SOURCE:
It’s from a series of ten equations its author, Scott Helmes, calls “Non-additive Postulations,” which first appeared in Ernest Robson and Jet Wimp’s anthology, Against Infinity (Primary Press, 1979). Later I will attempt to show that it makes sense. Sort of. For now I leave it for those courageous enough to stick with me as something to reflect upon. Suggested topics of reflection: how is it poetry? How is it mathematics? Why should anyone bother with it, regardless of what it is?

Now for something of mine--since I’m too self-infatuated to let any chance for self-promotion to get past me without my taking full advantage of it. It’s “The Best Investigations,” an offshoot of my on-going series of long divisions of “poetry.” I would defend its presence on the grounds that, as an example of the level of my immersion in mathematical poetry as a poet, it should provide a good idea of my qualifications to write about such poetry (or lack thereof). It also should reveal the range of matter such poetry can contain, such as symbols from music, and stolen images from canonical painters like Paul Klee and photographs from the Hubble--to the despair of some in the academy, I fear. (Note how I get back at them in this poem, though!)

EXERCISE GOAL:
Continue the passage on mathematical poetry, picking up right after its final sentence. The records after this have nothing to do with the passage on mathematical poetry.

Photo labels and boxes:
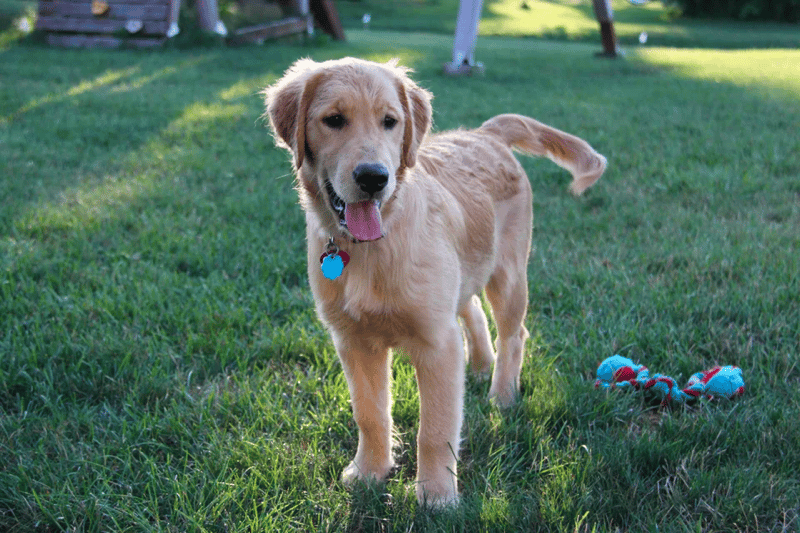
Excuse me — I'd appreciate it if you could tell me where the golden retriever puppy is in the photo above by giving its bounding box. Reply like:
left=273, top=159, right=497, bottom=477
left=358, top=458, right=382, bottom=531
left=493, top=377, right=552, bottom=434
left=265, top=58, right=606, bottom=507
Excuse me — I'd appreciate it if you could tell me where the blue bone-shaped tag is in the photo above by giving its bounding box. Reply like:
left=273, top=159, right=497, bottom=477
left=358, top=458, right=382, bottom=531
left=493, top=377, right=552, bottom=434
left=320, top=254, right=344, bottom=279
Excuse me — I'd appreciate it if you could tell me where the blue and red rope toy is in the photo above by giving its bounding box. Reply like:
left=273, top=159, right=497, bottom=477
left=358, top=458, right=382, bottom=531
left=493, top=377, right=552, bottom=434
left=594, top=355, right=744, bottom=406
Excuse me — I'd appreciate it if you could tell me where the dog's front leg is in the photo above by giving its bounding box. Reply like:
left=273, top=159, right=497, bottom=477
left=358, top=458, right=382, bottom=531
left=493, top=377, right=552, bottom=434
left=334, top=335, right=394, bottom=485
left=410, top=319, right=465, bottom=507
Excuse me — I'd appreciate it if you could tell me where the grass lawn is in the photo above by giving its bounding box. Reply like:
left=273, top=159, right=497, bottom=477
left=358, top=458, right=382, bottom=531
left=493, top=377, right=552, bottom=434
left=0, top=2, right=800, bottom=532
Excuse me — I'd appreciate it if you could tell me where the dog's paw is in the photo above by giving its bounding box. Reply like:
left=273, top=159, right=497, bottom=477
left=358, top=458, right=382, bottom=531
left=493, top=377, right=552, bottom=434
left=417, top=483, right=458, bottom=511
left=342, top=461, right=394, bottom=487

TASK RESPONSE:
The Best Investigations

My next specimen of the kind of poems my blog will mostly be about is another long division of mine, “Mathemaku No. 4A, Original Version”:

Mathemaku No.4A

I generally use this, my very first long division poem, in lectures on mathematical poetry as what I hope is an easy-to-follow introduction to it. My friend Betsy Franco was inspired by it to make a bunch of most excellent poems like it for children, with illustrations by Steven Salerno, such as the following:

Pumpkin Patch
Leaves and Wind

These are from Betsy’s Mathematickles (Simon & Schuster, 2003).

Then there’s this, by Karl Kempton, the arithmetic of which could not be more simple (look for the arrow near the bottom), but the full poetic complexity of could not be greater:

3 here & there

To finish off my little survey, here are three more I hope will indicate the variety of the poetry this blog will treat. The first is by Charlotte Baldridge, the second by Robert Stodola (both from Against Infinity), and the third by Kaz Maslanka:

Margin for Error

Eye Of History

Golden Fear

Okay, now for a little more about me—about me and mathematical poetry, that is. In elementary school I was early tabbed “gifted,” meaning I was academically one in a hundred. At the time, the population of the United States was only around 150,000,000, so that meant only a million-and-a-half others were as smart (according to the tests) as I. But I did seem quicker to pick up arithmetic than my classmates, and even got enough interested in algebra in junior high to read ahead in my textbook—until other interests intervened. When I got to high school, Sputnik had the country’s leaders worried about our technological lead, so those considered gifted, like I, were bombarded with propaganda about the value of a career in science. Hence, I, and most of my friends, immediately opted for careers in the arts or humanities.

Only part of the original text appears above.